(Named-object pointing records)
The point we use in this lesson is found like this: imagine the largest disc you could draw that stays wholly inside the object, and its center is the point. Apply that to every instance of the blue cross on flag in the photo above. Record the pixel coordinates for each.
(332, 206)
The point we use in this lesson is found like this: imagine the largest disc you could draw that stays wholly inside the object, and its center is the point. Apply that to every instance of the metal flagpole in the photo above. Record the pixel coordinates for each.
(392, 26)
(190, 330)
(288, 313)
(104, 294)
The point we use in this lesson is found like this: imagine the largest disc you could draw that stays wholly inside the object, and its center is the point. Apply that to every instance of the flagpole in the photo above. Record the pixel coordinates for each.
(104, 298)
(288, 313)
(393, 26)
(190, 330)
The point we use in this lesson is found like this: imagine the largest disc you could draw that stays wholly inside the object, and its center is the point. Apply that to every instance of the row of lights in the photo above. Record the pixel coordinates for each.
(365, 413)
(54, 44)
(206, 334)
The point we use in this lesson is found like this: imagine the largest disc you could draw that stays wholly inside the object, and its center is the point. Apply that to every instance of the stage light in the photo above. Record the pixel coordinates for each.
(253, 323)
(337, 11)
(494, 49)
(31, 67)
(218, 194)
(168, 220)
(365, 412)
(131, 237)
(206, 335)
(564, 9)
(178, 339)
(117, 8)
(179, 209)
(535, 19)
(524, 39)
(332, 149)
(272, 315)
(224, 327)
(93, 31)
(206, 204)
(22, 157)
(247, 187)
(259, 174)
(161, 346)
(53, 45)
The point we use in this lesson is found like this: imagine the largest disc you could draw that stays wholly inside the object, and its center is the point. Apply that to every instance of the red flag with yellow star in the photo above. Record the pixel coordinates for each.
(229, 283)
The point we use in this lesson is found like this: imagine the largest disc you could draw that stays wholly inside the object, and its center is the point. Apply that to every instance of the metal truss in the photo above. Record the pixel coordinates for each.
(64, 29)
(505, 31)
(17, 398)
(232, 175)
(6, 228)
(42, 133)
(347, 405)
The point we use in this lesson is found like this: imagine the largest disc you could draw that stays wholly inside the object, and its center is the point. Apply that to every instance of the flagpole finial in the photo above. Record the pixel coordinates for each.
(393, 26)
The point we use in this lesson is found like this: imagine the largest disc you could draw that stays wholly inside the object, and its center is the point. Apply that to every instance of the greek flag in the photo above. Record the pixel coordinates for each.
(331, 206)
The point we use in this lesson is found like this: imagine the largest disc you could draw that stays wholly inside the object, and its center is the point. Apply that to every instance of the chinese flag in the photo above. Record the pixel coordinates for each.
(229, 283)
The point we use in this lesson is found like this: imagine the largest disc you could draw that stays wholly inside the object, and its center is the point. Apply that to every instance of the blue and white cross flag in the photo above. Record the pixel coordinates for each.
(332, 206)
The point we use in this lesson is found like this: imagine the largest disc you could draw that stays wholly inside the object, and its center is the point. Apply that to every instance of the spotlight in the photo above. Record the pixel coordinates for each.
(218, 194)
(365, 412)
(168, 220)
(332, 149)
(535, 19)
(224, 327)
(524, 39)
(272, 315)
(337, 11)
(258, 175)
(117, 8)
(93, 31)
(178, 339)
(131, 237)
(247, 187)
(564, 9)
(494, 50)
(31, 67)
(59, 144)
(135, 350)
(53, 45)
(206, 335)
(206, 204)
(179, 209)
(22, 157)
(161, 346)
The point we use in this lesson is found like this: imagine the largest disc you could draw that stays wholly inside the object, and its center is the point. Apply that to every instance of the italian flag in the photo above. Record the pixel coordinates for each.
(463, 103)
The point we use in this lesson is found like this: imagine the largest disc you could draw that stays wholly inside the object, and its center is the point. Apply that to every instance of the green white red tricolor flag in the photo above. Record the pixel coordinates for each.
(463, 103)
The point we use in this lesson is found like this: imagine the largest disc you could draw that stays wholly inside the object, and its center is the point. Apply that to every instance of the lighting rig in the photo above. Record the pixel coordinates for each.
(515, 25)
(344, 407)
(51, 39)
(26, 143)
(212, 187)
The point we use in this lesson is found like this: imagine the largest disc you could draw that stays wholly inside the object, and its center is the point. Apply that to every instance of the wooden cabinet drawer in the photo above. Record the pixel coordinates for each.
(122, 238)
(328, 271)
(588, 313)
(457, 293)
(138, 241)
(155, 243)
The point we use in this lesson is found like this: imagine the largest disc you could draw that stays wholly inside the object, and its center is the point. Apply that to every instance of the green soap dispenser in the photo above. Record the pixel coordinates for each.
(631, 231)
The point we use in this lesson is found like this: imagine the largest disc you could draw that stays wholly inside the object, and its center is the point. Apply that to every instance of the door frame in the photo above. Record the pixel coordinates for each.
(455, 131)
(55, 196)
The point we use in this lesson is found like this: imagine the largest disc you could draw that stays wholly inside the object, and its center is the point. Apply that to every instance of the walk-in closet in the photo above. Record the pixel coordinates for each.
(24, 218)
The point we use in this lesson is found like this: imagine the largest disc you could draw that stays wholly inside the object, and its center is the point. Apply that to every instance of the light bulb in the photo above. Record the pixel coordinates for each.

Short task - Retype the entries exactly, including every line.

Task response -
The point we use in this lesson is found like this: imagine the largest disc you could draw that stays wholly inside the object, and its center is the point. Apply that to every instance of the blue cross on flag in the photo above. Record the pixel coordinates for each.
(332, 206)
The point we use in this lesson is found like this: imagine the largest disc you could draw that stays wholly inside the object, and its center is the point. Apply that to every instance of the metal flagpole in the photo above. Record the pixel coordinates for each.
(392, 26)
(190, 330)
(288, 313)
(104, 294)
The point we use in this lesson is found like this: imagine the largest disc you could draw that stays wholly inside the object, and its center is the point. Apply that to every instance of the flagpole in the photo above. Record the pixel coordinates for each.
(104, 298)
(288, 313)
(393, 26)
(190, 330)
The point we use in this lesson is found like this: imagine the largest disc you could draw that stays wholly inside the object, and its center is the point. Apply that to every instance of the row of lights in the photo above. Record the pixel coordinates for each.
(365, 413)
(54, 44)
(206, 334)
The point we use in this lesson is found like this: imagine the largest disc you could draw that stays wholly inside the object, and its center is the point. Apply that to every instance of the stage light in the photo above. Record the pixel coordinates for each.
(253, 323)
(337, 11)
(494, 49)
(31, 67)
(218, 194)
(168, 220)
(365, 412)
(131, 237)
(206, 335)
(564, 9)
(178, 339)
(117, 8)
(179, 209)
(535, 19)
(524, 39)
(332, 149)
(272, 315)
(224, 327)
(93, 31)
(206, 204)
(22, 157)
(247, 187)
(259, 174)
(161, 346)
(53, 45)
The point we use in this lesson is found like this: imagine the largest disc you could draw that stays wholly inside the object, and its center is the point. Apply that to every instance of the red flag with yellow star in the photo above. Record the pixel coordinates for each.
(229, 283)
The point we use in this lesson is found like this: imagine the largest disc you could draw that stays wholly inside the object, and its center is the point. Apply that to every instance of the metal truss in the photo above. Record the pixel coordinates for each.
(64, 29)
(505, 31)
(17, 398)
(232, 175)
(6, 228)
(42, 133)
(347, 405)
The point we use in this lesson is found like this: imagine the largest disc you could draw that stays wholly inside the object, and its center is the point. Apply that to every instance of the flagpole finial in the photo above. Record the pixel coordinates for each.
(393, 26)
The point we use in this lesson is found like this: imagine the largest disc you could draw that stays wholly inside the object, and its center is the point. Apply that to every instance of the greek flag in the photo above. Record the pixel coordinates for each.
(331, 206)
The point we use in this lesson is found like this: imagine the largest disc you could draw that stays wholly inside the object, and its center is the point. Apply that to every instance of the chinese flag in the photo above. Record the pixel coordinates for each.
(229, 283)
The point we use in this lesson is found like this: imagine the largest disc you could draw that stays wholly inside the object, and its center is the point. Apply that to every instance of the blue and white cross flag in the photo above. Record the pixel coordinates for each.
(332, 206)
The point we use in this lesson is found like this: imagine the largest disc you could draw that stays wholly inside the object, and its center is the point. Apply that to every instance of the spotlight in the photo above. Record the pixel coordinates for each.
(218, 194)
(365, 412)
(168, 220)
(332, 149)
(535, 19)
(224, 327)
(524, 39)
(272, 315)
(337, 11)
(258, 175)
(117, 8)
(93, 31)
(178, 339)
(131, 237)
(247, 187)
(564, 9)
(494, 50)
(31, 67)
(59, 144)
(135, 350)
(53, 45)
(206, 335)
(206, 204)
(179, 209)
(22, 157)
(161, 346)
The point we use in this lesson is found like this: imagine the largest disc you could draw that stays wholly inside the object, and its center is the point. Apply that to every instance of the italian flag in the photo above. Record the pixel coordinates for each.
(463, 103)
The point we use in this lesson is found like this: imagine the largest disc you could draw that stays wholly inside the object, and its center is the point. Apply that to every instance of the green white red tricolor flag in the photo above. Record the pixel coordinates for each.
(463, 103)
The point we use in this lesson is found like this: imagine the largest disc you could draw that stays wholly inside the object, and its center is the point. Apply that to every instance of the lighting rig in the photo above. Record the pixel coordinates for each.
(515, 25)
(344, 407)
(51, 39)
(26, 143)
(212, 187)
The point we use in this lesson is found like this: imagine the largest disc you could draw that stays wholly inside the object, and its center is the point. Apply that to every instance of the wooden cabinet drawer in the photo above. Record the pixel coordinates for each.
(122, 238)
(328, 271)
(588, 313)
(457, 293)
(138, 241)
(155, 243)
The point we use in this lesson is found like this: imagine the largest disc you could draw that stays wholly inside the object, and its center is the point. Apply that to every instance of the green soap dispenser in the photo above. Record the pixel coordinates for each.
(631, 231)
The point we use in this lesson is found like this: imagine the largest disc you could draw that stays wholly inside the object, and its center is the point. Apply that to every instance of the door frame in the photo above. Record the pixel coordinates for each.
(455, 131)
(55, 196)
The point we use in this lesson is found like this: imagine the largest disc you could draw that stays wholly inside the object, and its center is the point. Apply that to every instance of the walk-in closet in the photo above. Record the pixel coordinates for each.
(24, 218)
The point we use in this lesson is found like this: imagine the largest disc you could draw that stays wholly inside the object, and its center is the point. Apply that to every instance of the light bulb in the photo above. Record the pixel coordinates for each.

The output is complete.